Selection:
Do you have a right to have a ‘fair share’ of a state’s, country’s, or the world’s income or wealth? If yes, what type of distribution is fair? And who decides the ‘fair’ level? Is it more important that we eradicate absolute poverty or relative poverty? The World Bank asserts that consumption, not income or wealth is a better measure of poverty, and eradicating absolute poverty has a more powerful claim on morality than does eradicating relative poverty, if only because we can eradicate the former, but we do not have a method or metric for solving the latter. Simply re-distributing wealth or income on a massive, even confiscatory scale does not eliminate relative poverty, nor does it permanently ‘cure’ absolute poverty, nor is the confiscation required for some short-term salve of one’s conscious either sustainable or inherently just.


In 1980, the United Nations called for the reduction of absolute poverty as a primary goal for the world in the coming generation. With economic freedom and growth, the world met this goal, tripling incomes worldwide and reducing poverty rates by eighty percent. Now some social critics have changed the objectives and created a new objection, as we have moved from a universal concern and an effective strategy for reducing absolute poverty to an almost illogical concern with perceptions and claims of inequality or unfairness in incomes or wealth. The concerns are illogical in that one inherent aspect of the strong economic growth needed to eradicate poverty is a greater variance in incomes, i.e., incomes spread out as they all grow at similar, strong rates.

Requests:
• a. In the poverty passage, what does the World Bank say is a better measure of poverty than income or wealth?
• b. Rewrite the stretch of the poverty passage from "Do you have" through "or inherently just.", switching "absolute poverty" to "extreme poverty".

Recorded information:
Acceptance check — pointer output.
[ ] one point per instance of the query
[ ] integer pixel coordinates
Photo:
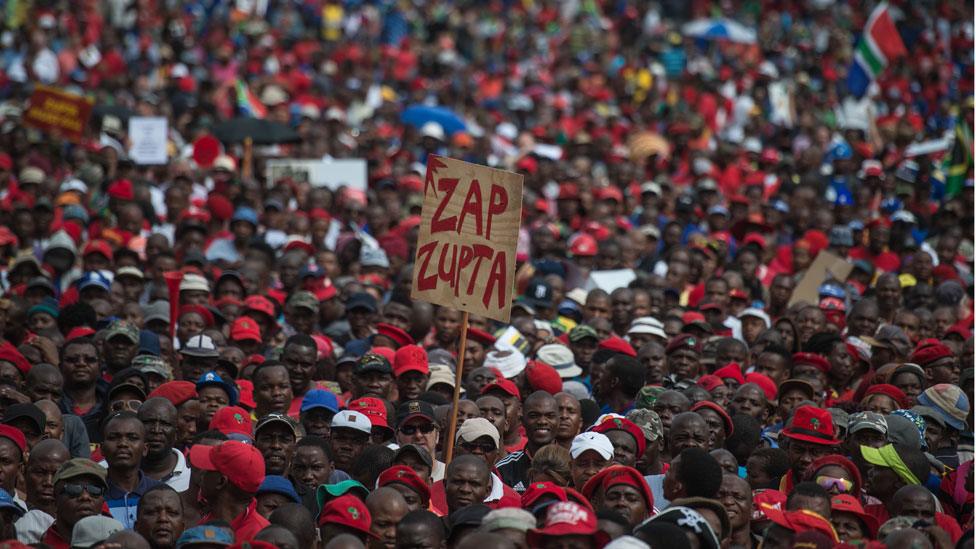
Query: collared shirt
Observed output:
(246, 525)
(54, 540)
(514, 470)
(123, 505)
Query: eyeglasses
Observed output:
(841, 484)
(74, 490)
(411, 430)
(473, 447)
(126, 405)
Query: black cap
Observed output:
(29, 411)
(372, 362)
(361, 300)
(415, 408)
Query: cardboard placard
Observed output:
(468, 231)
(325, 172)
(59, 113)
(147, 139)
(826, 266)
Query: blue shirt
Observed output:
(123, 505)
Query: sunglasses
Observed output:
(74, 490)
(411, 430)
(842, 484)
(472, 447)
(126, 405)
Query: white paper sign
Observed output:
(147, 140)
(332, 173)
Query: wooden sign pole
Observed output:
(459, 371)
---
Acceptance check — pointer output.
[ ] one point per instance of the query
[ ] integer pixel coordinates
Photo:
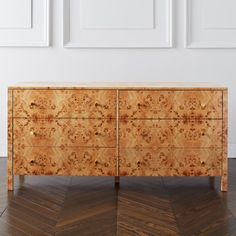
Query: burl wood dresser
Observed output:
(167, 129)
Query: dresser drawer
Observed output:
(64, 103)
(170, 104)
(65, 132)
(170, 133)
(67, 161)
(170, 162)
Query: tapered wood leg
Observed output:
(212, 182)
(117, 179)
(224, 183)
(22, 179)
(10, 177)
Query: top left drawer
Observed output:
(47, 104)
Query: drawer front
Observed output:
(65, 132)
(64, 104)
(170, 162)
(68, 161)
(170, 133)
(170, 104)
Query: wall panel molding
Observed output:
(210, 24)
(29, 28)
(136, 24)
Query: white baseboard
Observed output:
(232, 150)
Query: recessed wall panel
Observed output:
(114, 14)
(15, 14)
--
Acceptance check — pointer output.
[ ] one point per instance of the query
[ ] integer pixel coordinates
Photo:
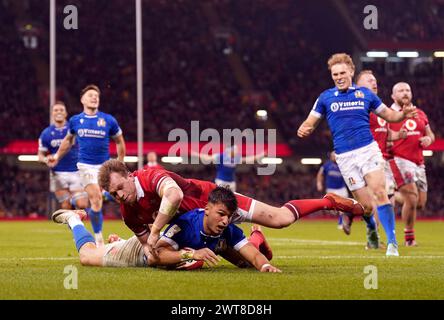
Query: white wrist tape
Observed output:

Answers to the exercise:
• a. Consumption

• b.
Do you have a right to have a ‘fair share’ of a state’s, country’s, or the world’s income or wealth? If yes, what type of distribution is fair? And who decides the ‘fair’ level? Is it more important that we eradicate extreme poverty or relative poverty? The World Bank asserts that consumption, not income or wealth is a better measure of poverty, and eradicating extreme poverty has a more powerful claim on morality than does eradicating relative poverty, if only because we can eradicate the former, but we do not have a method or metric for solving the latter. Simply re-distributing wealth or income on a massive, even confiscatory scale does not eliminate relative poverty, nor does it permanently ‘cure’ extreme poverty, nor is the confiscation required for some short-term salve of one’s conscious either sustainable or inherently just.